◆ ASSIGNMENT ◆
Within the data below, copy each line where the string "above" is found.
● ● ● ● ●
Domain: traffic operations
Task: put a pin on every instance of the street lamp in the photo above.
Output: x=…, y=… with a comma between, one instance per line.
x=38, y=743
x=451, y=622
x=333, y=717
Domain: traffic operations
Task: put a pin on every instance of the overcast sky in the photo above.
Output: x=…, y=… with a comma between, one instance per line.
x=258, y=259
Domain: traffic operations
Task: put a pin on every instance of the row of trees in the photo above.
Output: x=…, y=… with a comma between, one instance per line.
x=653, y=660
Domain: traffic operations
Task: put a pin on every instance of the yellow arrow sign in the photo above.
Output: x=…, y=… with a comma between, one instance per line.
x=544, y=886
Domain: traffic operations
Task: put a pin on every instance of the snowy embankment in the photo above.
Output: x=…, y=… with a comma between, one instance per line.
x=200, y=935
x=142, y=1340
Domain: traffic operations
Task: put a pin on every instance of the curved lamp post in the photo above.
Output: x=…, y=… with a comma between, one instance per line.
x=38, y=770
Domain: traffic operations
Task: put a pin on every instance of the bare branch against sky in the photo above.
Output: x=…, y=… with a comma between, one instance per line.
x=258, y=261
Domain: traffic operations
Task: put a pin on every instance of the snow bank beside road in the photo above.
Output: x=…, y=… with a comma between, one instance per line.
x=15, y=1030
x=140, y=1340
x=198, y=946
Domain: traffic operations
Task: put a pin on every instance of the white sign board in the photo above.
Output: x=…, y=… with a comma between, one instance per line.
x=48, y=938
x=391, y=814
● ● ● ● ●
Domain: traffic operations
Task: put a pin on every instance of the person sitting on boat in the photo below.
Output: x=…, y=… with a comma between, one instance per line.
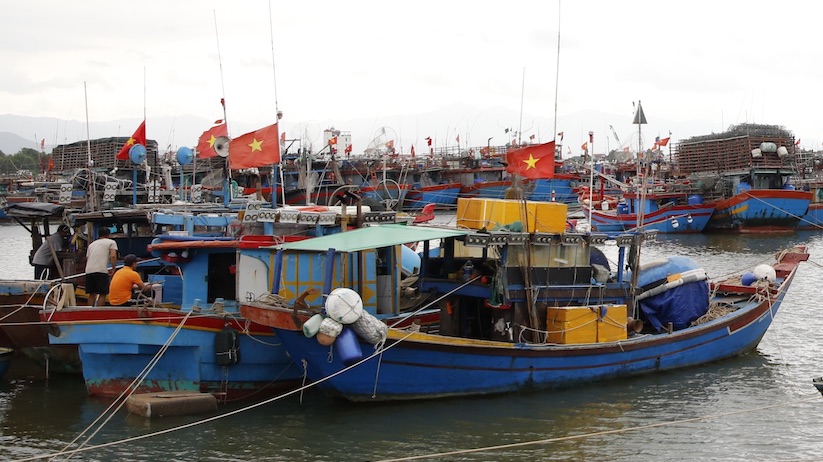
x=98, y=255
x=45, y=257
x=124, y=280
● ● ● ● ●
◆ WRITTEN ANSWER ◆
Task: put a pin on every instance of the street lamp in the photo above.
Task: put a pin on every instance of the overcast sky in the photo above.
Task: put a pin on every instance of the row of trees in the photo above.
Task: put a pin on every instance of the yellow arrow sign in the photo above.
Task: put a pin on every instance of the snowy embankment in the photo above.
Task: put a pin on every instance of the curved lamp post in the photo above.
Task: put a pin on every instance of the bare branch against sky in the photo above.
Task: put a pin on every instance of the snow bank beside road in the photo above.
Task: put a pin on every instance of the white sign board in the photo above.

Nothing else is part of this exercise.